__Data for the task__:
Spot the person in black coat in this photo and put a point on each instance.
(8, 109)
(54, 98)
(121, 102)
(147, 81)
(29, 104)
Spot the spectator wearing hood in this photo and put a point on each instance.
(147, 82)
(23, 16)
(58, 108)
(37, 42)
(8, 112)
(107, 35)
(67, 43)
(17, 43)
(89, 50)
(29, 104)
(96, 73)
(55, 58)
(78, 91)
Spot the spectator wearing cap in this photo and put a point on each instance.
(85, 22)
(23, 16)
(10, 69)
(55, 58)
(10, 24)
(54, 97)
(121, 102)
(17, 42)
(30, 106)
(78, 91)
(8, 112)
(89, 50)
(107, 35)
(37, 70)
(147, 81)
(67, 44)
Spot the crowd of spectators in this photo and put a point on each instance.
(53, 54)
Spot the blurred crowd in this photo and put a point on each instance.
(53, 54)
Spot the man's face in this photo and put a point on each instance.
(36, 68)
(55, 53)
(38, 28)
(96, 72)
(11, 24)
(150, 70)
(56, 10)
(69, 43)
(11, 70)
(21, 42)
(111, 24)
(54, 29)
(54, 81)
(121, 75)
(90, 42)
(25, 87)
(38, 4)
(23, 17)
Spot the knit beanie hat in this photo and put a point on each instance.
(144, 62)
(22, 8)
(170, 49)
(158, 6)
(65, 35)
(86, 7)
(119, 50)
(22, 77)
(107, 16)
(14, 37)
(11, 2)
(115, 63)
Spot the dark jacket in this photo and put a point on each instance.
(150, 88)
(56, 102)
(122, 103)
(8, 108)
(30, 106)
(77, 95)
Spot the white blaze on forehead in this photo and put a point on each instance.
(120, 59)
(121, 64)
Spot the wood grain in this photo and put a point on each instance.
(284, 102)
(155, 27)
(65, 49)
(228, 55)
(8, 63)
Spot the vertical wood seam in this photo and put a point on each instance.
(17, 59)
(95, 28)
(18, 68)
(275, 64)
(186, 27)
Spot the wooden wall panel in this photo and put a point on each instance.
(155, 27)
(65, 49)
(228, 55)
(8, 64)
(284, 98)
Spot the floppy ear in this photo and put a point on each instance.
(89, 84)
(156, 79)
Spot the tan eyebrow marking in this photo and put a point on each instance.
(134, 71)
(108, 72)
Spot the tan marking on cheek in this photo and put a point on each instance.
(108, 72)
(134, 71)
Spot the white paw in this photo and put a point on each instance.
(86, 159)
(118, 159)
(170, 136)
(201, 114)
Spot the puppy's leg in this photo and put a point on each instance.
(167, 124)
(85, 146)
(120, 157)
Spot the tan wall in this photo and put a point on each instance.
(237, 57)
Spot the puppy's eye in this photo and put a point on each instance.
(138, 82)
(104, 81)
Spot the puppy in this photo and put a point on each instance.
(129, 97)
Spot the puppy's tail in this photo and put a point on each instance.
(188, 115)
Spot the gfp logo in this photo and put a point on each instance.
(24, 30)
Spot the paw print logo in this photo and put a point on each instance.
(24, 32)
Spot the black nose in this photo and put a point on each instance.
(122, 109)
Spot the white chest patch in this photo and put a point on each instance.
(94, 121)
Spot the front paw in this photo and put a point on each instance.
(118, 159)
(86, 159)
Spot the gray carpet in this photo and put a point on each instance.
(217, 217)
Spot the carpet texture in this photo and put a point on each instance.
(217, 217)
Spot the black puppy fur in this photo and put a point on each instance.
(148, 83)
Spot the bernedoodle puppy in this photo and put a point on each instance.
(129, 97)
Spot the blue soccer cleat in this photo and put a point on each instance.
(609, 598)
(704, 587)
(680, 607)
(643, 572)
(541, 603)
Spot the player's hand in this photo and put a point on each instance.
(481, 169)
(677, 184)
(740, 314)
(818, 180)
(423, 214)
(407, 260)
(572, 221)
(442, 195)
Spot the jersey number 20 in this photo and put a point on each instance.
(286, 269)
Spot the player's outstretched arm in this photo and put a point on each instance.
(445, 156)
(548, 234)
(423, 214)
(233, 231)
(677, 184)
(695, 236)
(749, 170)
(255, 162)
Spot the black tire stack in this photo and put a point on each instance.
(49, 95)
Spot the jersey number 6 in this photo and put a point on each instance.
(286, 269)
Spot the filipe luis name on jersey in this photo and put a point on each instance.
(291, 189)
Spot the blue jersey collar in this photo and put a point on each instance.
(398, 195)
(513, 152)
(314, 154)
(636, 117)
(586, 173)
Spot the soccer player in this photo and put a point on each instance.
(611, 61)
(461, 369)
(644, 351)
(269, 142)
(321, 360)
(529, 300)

__What the exercise asks__: Could you write out all of the rows above again, unchanged and in the same order?

__Result of the task__:
Spot the person in black coat in this photo and put a point on each instance.
(8, 109)
(54, 98)
(121, 102)
(147, 81)
(29, 104)
Spot the spectator wearing hood in this photo and put a point on each instance.
(147, 82)
(23, 16)
(58, 108)
(37, 42)
(8, 112)
(107, 35)
(67, 43)
(17, 43)
(89, 50)
(29, 104)
(96, 73)
(55, 58)
(78, 91)
Spot the spectator wearing cap in this photo and put a point on each instance.
(85, 22)
(23, 16)
(10, 69)
(55, 58)
(10, 24)
(54, 97)
(121, 102)
(17, 42)
(30, 106)
(78, 91)
(8, 112)
(89, 50)
(107, 35)
(37, 70)
(147, 81)
(67, 44)
Spot the crowd of spectators in this photo and put a point on each instance.
(53, 54)
Spot the blurred crowd in this photo and put a point on each instance.
(53, 54)
Spot the man's face in this photo and put a point on each instance.
(36, 68)
(55, 53)
(38, 28)
(96, 72)
(11, 24)
(150, 70)
(56, 10)
(69, 43)
(11, 70)
(21, 42)
(111, 24)
(54, 29)
(54, 81)
(121, 75)
(90, 42)
(25, 87)
(38, 4)
(23, 17)
Spot the knit beanie hat in this photo and put a point on each instance.
(144, 62)
(22, 8)
(170, 49)
(158, 6)
(65, 35)
(86, 7)
(119, 50)
(22, 77)
(107, 16)
(14, 37)
(11, 2)
(115, 63)
Spot the dark jacket in this photo and put a point on each instance.
(150, 88)
(56, 102)
(122, 103)
(8, 108)
(30, 106)
(77, 95)
Spot the white blaze on forehead in this photo and put a point on each instance.
(120, 59)
(121, 64)
Spot the wood grain in this photo and put a point on each instance.
(284, 102)
(155, 27)
(65, 49)
(228, 55)
(8, 63)
Spot the vertical wood seam in this photo and put a point on each instance.
(17, 59)
(95, 28)
(18, 68)
(275, 64)
(186, 27)
Spot the wooden wall panel in this photo and put a point on each instance.
(155, 27)
(65, 49)
(228, 55)
(8, 64)
(284, 98)
Spot the floppy ear in this photo and put a point on each instance.
(89, 84)
(156, 79)
Spot the tan eyebrow marking in this photo and put a point on each instance.
(134, 71)
(108, 72)
Spot the tan marking on cheek in this photo and put a point on each instance.
(108, 72)
(134, 71)
Spot the white paw in this photo and put a point on each instance.
(86, 159)
(118, 159)
(170, 136)
(201, 114)
Spot the puppy's leg in this photo and put a point on each instance.
(167, 124)
(85, 146)
(120, 157)
Spot the tan wall in this photo and put a point on each instance.
(237, 57)
Spot the puppy's eye in this photo and put a point on each instance.
(138, 82)
(104, 81)
Spot the puppy in this photo and put a point on each instance.
(129, 97)
Spot the puppy's tail in this photo and put a point on each instance.
(188, 115)
Spot the gfp logo in this photo and put a point on each instance.
(24, 30)
Spot the paw print logo in this photo and put a point on each instance.
(24, 32)
Spot the black nose in this photo and put a point on each instance.
(122, 109)
Spot the white chest patch in this photo and put a point on each instance.
(94, 121)
Spot the front paw in this photo and put a point on each instance.
(118, 159)
(86, 159)
Spot the gray carpet in this photo and put a point on each instance.
(217, 217)
Spot the carpet texture in this photo and put a point on each instance.
(217, 217)
Spot the black puppy fur in this photo and put a point on each instance.
(148, 83)
Spot the bernedoodle puppy in this photo and put a point on each instance.
(129, 97)
Spot the blue soccer cleat in this photo and put a point on each instance.
(609, 598)
(704, 587)
(680, 607)
(643, 572)
(541, 603)
Spot the player's hand in this photo and put a point on each instance.
(481, 169)
(677, 184)
(740, 314)
(818, 180)
(423, 214)
(407, 260)
(572, 221)
(442, 195)
Spot the jersey number 20 in this photo and put a point on each instance.
(286, 269)
Spot the player's outstretched arm in this photo and put a point on each instance.
(445, 156)
(548, 234)
(423, 214)
(233, 231)
(677, 184)
(695, 236)
(749, 170)
(255, 162)
Spot the black tire stack in this photo and put a point on each instance.
(49, 95)
Spot the jersey number 6 in this photo and put a point on each instance.
(286, 269)
Spot the filipe luis name on jersey in this photo and put a point on each instance.
(291, 189)
Spot the blue jersey collar in this photo and put a point on each instance.
(398, 195)
(513, 152)
(314, 154)
(636, 117)
(586, 173)
Spot the soccer player in this photo and put a point on each instance.
(611, 61)
(461, 369)
(644, 351)
(269, 142)
(321, 360)
(529, 300)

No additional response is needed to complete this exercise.